Region labeling items
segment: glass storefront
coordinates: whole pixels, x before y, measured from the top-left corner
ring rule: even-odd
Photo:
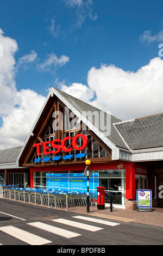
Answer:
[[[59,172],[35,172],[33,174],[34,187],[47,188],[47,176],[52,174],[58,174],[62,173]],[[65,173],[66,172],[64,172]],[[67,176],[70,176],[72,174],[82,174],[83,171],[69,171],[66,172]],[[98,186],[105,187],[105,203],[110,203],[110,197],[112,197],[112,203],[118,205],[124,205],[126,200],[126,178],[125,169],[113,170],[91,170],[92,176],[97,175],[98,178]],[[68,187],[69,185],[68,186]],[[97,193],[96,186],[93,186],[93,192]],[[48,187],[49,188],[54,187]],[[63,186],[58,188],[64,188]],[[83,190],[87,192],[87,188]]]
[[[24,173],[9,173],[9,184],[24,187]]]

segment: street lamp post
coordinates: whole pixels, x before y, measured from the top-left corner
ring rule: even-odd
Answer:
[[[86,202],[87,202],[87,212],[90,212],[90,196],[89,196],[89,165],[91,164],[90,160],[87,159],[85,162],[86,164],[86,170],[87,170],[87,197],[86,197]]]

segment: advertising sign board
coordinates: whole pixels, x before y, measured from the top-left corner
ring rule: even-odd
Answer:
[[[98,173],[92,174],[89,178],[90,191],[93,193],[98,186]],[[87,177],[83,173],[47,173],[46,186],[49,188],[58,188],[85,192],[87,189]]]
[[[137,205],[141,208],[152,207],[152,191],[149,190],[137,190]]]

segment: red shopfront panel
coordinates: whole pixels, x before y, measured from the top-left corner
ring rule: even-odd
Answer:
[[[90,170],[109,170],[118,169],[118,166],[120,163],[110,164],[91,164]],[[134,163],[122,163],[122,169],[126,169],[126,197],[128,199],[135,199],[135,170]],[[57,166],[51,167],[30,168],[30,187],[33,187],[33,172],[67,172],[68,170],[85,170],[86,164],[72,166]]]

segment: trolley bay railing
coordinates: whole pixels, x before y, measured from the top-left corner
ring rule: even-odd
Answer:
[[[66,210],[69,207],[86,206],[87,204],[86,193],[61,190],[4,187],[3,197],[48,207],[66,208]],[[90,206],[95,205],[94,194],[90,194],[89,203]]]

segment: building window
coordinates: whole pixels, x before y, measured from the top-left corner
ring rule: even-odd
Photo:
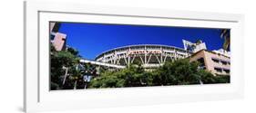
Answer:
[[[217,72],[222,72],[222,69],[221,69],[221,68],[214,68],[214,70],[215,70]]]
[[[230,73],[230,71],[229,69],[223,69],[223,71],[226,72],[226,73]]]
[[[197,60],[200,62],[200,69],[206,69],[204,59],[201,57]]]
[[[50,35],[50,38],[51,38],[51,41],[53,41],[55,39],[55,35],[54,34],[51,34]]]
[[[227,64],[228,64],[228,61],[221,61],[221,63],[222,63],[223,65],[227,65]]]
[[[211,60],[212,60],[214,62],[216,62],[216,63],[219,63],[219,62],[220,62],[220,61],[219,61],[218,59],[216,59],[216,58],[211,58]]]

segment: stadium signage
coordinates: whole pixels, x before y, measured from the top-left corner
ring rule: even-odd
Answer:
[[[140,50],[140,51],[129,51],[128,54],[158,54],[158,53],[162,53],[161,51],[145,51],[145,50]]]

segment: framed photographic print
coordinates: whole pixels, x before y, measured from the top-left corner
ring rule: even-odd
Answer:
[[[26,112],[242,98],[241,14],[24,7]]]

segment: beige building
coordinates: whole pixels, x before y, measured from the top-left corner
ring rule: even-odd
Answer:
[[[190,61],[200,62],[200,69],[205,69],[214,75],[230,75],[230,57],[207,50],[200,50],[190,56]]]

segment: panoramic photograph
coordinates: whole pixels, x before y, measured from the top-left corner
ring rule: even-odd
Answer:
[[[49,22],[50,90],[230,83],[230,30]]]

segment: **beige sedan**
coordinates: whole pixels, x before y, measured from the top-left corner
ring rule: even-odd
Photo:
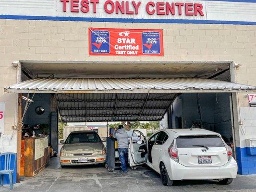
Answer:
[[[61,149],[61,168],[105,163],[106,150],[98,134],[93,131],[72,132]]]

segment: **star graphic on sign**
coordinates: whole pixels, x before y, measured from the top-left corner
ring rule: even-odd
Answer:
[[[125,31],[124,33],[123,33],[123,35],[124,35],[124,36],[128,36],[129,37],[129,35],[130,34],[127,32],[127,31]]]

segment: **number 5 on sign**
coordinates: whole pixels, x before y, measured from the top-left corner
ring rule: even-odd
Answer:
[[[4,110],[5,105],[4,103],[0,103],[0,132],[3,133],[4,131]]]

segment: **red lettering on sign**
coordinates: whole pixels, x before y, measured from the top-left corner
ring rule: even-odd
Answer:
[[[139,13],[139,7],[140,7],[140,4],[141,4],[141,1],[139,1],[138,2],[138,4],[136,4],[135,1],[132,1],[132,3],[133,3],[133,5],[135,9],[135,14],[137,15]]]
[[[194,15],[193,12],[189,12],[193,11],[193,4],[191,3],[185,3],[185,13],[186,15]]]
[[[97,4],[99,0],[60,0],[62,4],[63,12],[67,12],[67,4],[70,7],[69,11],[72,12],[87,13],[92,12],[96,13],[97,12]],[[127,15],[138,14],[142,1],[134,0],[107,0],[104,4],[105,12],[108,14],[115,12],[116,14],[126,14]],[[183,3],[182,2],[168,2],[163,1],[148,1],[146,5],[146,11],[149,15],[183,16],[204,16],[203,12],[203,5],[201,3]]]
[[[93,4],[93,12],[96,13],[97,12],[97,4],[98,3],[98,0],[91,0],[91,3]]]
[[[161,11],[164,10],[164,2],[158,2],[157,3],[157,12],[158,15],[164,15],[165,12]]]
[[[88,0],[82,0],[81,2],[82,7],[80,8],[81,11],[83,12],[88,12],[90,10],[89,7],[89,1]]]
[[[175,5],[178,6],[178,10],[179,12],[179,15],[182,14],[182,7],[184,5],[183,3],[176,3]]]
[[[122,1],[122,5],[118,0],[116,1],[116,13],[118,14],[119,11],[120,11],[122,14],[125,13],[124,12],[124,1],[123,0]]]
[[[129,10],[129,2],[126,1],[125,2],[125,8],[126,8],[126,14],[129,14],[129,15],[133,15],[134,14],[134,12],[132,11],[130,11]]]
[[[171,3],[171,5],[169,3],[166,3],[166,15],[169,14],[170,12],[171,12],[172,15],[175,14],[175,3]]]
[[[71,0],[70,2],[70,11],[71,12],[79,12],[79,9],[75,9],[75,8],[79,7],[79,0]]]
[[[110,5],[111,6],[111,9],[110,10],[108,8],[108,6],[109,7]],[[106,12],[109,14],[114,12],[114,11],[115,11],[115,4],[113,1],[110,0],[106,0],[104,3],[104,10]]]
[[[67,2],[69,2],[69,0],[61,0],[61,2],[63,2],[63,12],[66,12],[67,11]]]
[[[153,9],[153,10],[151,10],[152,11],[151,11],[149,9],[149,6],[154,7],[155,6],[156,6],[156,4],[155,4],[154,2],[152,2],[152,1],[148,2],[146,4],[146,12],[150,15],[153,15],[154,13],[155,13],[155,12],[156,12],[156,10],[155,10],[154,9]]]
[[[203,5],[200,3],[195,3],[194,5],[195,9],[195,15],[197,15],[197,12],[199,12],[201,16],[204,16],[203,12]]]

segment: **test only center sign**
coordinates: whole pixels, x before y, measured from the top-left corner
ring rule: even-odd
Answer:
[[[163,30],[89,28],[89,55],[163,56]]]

*SHORT TASK*
Transcribe the lines above without any changes, leaving out the pictures.

*RESPONSE BELOW*
segment: glass storefront
coordinates: whole pixels, x before y, measured from the top-left corner
ring rule: even-odd
Photo:
Answer:
[[[59,172],[35,172],[33,174],[34,187],[47,188],[47,176],[52,174],[58,174],[62,173]],[[65,173],[66,172],[64,172]],[[67,176],[70,176],[72,174],[82,174],[83,171],[69,171],[66,172]],[[98,186],[105,187],[105,203],[110,203],[110,197],[112,197],[112,203],[118,205],[124,205],[126,200],[126,178],[125,169],[113,170],[91,170],[92,176],[97,175],[98,178]],[[68,187],[69,185],[68,186]],[[97,193],[96,186],[93,186],[93,192]],[[48,187],[49,188],[54,187]],[[63,186],[58,188],[64,188]],[[83,190],[87,192],[87,188]]]
[[[24,173],[9,173],[9,184],[24,187]]]

segment: street lamp post
coordinates: whole pixels, x before y, measured from the top-left corner
ring rule: even-odd
Answer:
[[[86,202],[87,202],[87,212],[90,212],[90,196],[89,196],[89,165],[91,164],[90,160],[87,159],[85,162],[86,164],[86,170],[87,170],[87,197],[86,197]]]

segment: advertising sign board
coordinates: whole pixels, x before y, measured from the top-left corner
ring rule: even-odd
Answer:
[[[98,173],[92,174],[89,178],[90,191],[93,193],[98,186]],[[87,177],[83,173],[47,173],[46,186],[49,188],[58,188],[85,192],[87,189]]]
[[[137,205],[141,208],[152,207],[152,191],[149,190],[137,190]]]

segment: red shopfront panel
coordinates: whole pixels, x before y, measured from the top-left corner
ring rule: even-odd
Answer:
[[[90,170],[109,170],[118,169],[118,166],[120,163],[110,164],[91,164]],[[134,163],[122,163],[122,169],[126,169],[126,197],[128,199],[135,199],[135,170]],[[57,166],[51,167],[30,168],[30,187],[33,187],[33,172],[67,172],[68,170],[85,170],[86,164],[72,166]]]

segment: trolley bay railing
coordinates: whole pixels, x before y, measured from the top-left corner
ring rule: even-odd
Answer:
[[[66,210],[69,207],[86,206],[87,204],[86,193],[61,190],[4,187],[3,197],[48,207],[66,208]],[[90,206],[95,205],[94,194],[90,194],[89,203]]]

segment: building window
coordinates: whole pixels, x before y, measured from the top-left corner
ring rule: even-odd
Photo:
Answer:
[[[217,72],[222,72],[222,69],[221,69],[221,68],[214,68],[214,70],[215,70]]]
[[[230,73],[230,71],[229,69],[223,69],[223,71],[226,72],[226,73]]]
[[[197,60],[200,62],[200,69],[206,69],[204,59],[201,57]]]
[[[50,35],[50,38],[51,38],[51,41],[53,41],[55,39],[55,35],[54,34],[51,34]]]
[[[227,64],[228,64],[228,61],[221,61],[221,63],[222,63],[223,65],[227,65]]]
[[[211,60],[212,60],[214,62],[216,62],[216,63],[219,63],[219,62],[220,62],[220,61],[219,61],[218,59],[216,59],[216,58],[211,58]]]

segment: stadium signage
coordinates: whole pixels, x before y, measured from the top-left corner
ring rule: even-odd
Answer:
[[[140,50],[140,51],[129,51],[128,54],[158,54],[158,53],[162,53],[161,51],[145,51],[145,50]]]

segment: framed photographic print
coordinates: whole pixels, x before y, measured from the top-left corner
ring rule: even-odd
Answer:
[[[26,112],[242,98],[241,14],[24,7]]]

segment: beige building
coordinates: whole pixels, x before y, measured from the top-left corner
ring rule: even-odd
Answer:
[[[190,61],[200,62],[200,69],[205,69],[214,75],[230,75],[230,57],[207,50],[200,50],[190,56]]]

segment: panoramic photograph
coordinates: whole pixels, x before y, measured from the top-left corner
ring rule: even-odd
Answer:
[[[49,22],[50,90],[230,83],[230,30]]]

segment: **beige sedan**
coordinates: whole pixels, x before y, measured from the top-left corner
ring rule: even-odd
Photo:
Answer:
[[[61,149],[61,168],[105,163],[106,150],[98,134],[93,131],[72,132]]]

segment: **star graphic on sign**
coordinates: whole pixels, x before y, measured from the top-left corner
ring rule: even-odd
Answer:
[[[125,31],[124,33],[123,33],[123,35],[124,35],[124,36],[128,36],[129,37],[129,35],[130,34],[127,32],[127,31]]]

segment: **number 5 on sign**
coordinates: whole pixels, x before y, measured from the top-left corner
ring rule: even-odd
Answer:
[[[4,110],[5,105],[4,103],[0,103],[0,132],[3,133],[4,131]]]

segment: **red lettering on sign**
coordinates: whole pixels, x before y, measured from the top-left corner
ring rule: even-odd
Answer:
[[[139,13],[139,7],[140,7],[140,4],[141,4],[141,1],[139,1],[138,2],[138,4],[136,4],[135,1],[132,1],[132,3],[133,3],[133,5],[135,9],[135,14],[137,15]]]
[[[194,15],[193,12],[189,12],[193,11],[193,4],[191,3],[185,3],[185,13],[186,15]]]
[[[97,4],[99,0],[60,0],[62,4],[63,12],[67,12],[67,4],[70,7],[69,11],[72,12],[87,13],[92,12],[96,13],[97,12]],[[127,15],[138,14],[142,1],[134,0],[107,0],[104,4],[105,12],[108,14],[115,12],[116,14],[126,14]],[[183,3],[182,2],[168,2],[163,1],[148,1],[146,5],[146,11],[149,15],[183,16],[204,16],[203,12],[203,5],[201,3]]]
[[[93,4],[93,12],[96,13],[97,12],[97,4],[98,3],[98,0],[91,0],[91,3]]]
[[[161,11],[164,10],[164,2],[158,2],[157,3],[157,12],[158,15],[164,15],[165,12]]]
[[[88,0],[82,0],[81,2],[82,7],[80,8],[81,11],[83,12],[88,12],[90,10],[89,7],[89,1]]]
[[[175,5],[178,6],[178,10],[179,12],[179,15],[182,14],[182,7],[184,5],[183,3],[176,3]]]
[[[122,1],[122,5],[118,0],[116,1],[116,13],[118,14],[119,11],[120,11],[122,14],[125,13],[124,12],[124,1],[123,0]]]
[[[129,10],[129,2],[126,1],[125,2],[125,8],[126,8],[126,14],[129,14],[129,15],[133,15],[134,14],[134,12],[132,11],[130,11]]]
[[[171,3],[171,5],[169,3],[166,3],[166,15],[169,14],[170,12],[171,12],[172,15],[175,14],[175,3]]]
[[[71,0],[70,2],[70,11],[71,12],[79,12],[79,9],[75,9],[75,8],[79,7],[79,0]]]
[[[110,5],[111,6],[111,9],[110,10],[108,8],[108,6],[109,7]],[[106,12],[109,14],[114,12],[114,11],[115,11],[115,4],[113,1],[110,0],[106,0],[104,3],[104,10]]]
[[[67,2],[69,2],[69,0],[61,0],[61,2],[63,2],[63,12],[66,12],[67,11]]]
[[[153,9],[153,10],[151,10],[152,11],[151,11],[149,9],[149,6],[154,7],[155,6],[156,6],[156,4],[155,4],[154,2],[152,2],[152,1],[148,2],[146,4],[146,12],[150,15],[153,15],[154,13],[155,13],[155,12],[156,12],[156,10],[155,10],[154,9]]]
[[[203,5],[200,3],[195,3],[194,5],[195,9],[195,15],[197,15],[197,12],[199,12],[201,16],[204,16],[203,12]]]

segment: **test only center sign**
coordinates: whole pixels, x before y, measured from the top-left corner
ring rule: even-odd
Answer:
[[[163,30],[89,28],[89,55],[163,56]]]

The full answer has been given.